Pointing and labeling entries:
──────────

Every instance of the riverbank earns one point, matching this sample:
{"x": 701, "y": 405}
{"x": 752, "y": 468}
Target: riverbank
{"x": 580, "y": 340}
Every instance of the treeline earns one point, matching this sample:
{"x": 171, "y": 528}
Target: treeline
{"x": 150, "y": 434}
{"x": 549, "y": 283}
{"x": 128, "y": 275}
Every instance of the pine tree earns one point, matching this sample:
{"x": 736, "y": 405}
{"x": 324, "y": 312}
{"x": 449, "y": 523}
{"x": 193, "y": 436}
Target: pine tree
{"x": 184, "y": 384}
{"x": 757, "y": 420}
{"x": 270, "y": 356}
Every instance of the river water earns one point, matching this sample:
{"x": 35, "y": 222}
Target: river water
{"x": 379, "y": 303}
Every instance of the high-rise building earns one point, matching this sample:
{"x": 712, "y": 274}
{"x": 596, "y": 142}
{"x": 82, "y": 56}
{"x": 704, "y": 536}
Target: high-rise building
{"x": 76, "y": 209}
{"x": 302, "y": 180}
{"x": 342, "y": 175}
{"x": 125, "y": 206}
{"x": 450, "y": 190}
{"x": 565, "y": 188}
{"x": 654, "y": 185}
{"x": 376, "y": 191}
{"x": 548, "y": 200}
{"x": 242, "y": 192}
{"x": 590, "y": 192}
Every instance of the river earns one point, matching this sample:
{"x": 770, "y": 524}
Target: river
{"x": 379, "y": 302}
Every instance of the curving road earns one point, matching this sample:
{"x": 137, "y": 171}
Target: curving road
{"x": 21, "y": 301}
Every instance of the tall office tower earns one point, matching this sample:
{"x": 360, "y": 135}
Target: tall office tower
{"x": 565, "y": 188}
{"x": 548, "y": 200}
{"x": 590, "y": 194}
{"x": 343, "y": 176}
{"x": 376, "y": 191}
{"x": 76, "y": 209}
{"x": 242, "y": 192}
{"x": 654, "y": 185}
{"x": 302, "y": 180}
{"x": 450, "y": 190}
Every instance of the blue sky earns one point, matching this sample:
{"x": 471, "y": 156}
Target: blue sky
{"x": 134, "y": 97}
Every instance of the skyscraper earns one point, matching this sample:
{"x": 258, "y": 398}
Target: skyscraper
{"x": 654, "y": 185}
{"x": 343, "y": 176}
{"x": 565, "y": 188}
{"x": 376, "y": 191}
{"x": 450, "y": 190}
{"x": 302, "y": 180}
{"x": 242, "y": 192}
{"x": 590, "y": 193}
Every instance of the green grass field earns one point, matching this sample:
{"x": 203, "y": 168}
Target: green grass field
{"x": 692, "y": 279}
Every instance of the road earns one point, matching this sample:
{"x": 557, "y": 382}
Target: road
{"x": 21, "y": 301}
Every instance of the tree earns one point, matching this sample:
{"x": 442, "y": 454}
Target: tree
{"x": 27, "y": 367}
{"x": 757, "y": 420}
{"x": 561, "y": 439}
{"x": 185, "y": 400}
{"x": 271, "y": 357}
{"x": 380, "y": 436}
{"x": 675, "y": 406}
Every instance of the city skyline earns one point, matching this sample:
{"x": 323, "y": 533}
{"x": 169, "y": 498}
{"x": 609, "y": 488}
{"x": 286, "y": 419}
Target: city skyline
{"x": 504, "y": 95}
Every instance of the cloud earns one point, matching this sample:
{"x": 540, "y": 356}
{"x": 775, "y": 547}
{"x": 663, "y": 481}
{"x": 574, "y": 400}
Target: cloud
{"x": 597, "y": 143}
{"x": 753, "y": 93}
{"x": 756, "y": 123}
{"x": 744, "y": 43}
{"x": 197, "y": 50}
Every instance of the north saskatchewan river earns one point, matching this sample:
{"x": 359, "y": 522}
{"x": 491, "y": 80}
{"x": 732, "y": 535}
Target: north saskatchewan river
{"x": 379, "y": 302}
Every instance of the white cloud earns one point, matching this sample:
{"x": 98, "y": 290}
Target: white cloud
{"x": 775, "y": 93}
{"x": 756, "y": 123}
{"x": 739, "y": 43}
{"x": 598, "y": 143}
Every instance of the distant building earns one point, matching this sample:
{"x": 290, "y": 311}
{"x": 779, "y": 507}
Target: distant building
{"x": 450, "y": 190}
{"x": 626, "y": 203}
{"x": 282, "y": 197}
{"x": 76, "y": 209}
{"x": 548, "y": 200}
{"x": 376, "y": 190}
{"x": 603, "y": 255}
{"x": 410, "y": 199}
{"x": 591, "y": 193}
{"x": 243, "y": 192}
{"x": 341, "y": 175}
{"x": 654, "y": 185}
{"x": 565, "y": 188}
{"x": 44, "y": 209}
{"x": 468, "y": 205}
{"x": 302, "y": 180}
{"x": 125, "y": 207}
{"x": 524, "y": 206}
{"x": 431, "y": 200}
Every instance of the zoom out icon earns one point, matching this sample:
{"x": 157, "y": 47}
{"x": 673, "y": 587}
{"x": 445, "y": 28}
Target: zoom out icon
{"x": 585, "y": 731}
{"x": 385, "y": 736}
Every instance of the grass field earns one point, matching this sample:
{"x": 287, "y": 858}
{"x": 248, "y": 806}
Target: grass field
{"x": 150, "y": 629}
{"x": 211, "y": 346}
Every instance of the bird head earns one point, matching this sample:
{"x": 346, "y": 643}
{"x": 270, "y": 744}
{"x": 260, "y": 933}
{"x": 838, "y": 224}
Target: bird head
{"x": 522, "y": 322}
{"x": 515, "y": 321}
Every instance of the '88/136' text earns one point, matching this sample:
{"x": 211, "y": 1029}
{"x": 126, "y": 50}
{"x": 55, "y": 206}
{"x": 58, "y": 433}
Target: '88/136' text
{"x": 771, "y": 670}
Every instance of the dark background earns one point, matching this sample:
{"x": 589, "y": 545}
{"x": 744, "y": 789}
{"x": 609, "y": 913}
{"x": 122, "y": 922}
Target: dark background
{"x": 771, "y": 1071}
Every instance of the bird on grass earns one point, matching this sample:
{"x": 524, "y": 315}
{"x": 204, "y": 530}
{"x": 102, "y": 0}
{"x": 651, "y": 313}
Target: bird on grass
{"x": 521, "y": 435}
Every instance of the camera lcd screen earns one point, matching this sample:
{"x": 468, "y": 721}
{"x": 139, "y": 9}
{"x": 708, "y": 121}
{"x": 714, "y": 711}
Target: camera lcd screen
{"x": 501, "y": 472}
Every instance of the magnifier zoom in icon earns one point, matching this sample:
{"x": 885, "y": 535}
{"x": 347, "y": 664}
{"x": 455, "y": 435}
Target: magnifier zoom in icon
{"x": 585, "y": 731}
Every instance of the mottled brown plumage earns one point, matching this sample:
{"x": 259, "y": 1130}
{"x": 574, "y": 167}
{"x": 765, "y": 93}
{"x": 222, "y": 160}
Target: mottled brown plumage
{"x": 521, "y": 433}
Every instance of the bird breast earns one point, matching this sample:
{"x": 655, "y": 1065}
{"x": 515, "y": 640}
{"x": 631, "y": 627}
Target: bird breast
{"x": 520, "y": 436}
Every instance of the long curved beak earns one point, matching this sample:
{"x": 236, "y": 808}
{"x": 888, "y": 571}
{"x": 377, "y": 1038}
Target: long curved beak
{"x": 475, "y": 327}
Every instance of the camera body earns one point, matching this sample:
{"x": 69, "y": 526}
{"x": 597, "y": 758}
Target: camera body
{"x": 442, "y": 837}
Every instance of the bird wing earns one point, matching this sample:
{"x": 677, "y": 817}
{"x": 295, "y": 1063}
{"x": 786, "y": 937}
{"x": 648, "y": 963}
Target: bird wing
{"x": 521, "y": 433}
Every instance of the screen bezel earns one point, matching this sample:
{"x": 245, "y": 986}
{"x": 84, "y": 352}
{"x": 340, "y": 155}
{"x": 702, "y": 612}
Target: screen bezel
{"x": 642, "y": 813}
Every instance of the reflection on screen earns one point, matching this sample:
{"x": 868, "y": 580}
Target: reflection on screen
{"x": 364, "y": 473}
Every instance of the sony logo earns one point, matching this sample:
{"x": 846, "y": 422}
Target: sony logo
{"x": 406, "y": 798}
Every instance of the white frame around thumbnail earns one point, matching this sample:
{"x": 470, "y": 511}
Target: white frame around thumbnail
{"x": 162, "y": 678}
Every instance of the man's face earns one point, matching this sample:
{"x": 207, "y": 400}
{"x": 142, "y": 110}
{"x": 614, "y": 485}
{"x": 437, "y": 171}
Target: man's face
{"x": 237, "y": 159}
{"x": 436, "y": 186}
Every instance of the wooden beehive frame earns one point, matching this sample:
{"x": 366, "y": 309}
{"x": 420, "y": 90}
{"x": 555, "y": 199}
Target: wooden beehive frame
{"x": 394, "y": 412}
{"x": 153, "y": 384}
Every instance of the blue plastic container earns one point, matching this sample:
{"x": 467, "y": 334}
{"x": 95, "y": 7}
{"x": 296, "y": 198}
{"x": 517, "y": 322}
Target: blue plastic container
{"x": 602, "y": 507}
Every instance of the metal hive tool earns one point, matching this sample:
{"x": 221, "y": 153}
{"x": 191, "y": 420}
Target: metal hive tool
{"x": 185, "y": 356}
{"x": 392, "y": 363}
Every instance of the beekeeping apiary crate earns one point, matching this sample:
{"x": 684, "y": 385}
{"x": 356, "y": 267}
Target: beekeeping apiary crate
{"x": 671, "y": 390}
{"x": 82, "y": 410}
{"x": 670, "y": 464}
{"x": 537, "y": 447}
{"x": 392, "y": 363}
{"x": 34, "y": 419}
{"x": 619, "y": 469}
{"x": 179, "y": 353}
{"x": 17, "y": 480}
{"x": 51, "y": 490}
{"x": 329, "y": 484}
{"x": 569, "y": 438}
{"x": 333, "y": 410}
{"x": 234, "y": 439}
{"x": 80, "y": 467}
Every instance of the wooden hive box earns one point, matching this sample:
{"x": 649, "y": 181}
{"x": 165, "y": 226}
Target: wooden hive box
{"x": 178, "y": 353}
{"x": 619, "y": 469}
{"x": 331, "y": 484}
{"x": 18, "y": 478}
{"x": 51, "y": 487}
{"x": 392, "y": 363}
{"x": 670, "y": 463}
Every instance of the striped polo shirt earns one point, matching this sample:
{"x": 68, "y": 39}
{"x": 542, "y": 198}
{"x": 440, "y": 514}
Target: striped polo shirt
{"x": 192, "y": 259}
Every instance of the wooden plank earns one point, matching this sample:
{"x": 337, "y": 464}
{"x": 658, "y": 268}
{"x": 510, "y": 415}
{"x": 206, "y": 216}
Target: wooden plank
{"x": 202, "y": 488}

──────────

◆ REQUEST ◆
Rename "wooden hive box" to "beehive box" in the data from the line containing "Every instance of the wooden hive" through the last line, and return only those lines with nothing else changed.

◆ WRITTEN SOLUTION ◆
Every instance of the beehive box earns one point, matching this sample:
{"x": 649, "y": 181}
{"x": 165, "y": 226}
Target: beehive box
{"x": 178, "y": 353}
{"x": 619, "y": 469}
{"x": 331, "y": 484}
{"x": 18, "y": 478}
{"x": 51, "y": 487}
{"x": 392, "y": 363}
{"x": 670, "y": 463}
Every instance of the striped polo shirt earns one point, matching this sample:
{"x": 68, "y": 39}
{"x": 542, "y": 198}
{"x": 440, "y": 514}
Target: striped polo shirt
{"x": 192, "y": 259}
Every instance of the wooden plank earns one point, matching this sample:
{"x": 337, "y": 464}
{"x": 658, "y": 268}
{"x": 510, "y": 415}
{"x": 206, "y": 216}
Target: wooden plank
{"x": 202, "y": 488}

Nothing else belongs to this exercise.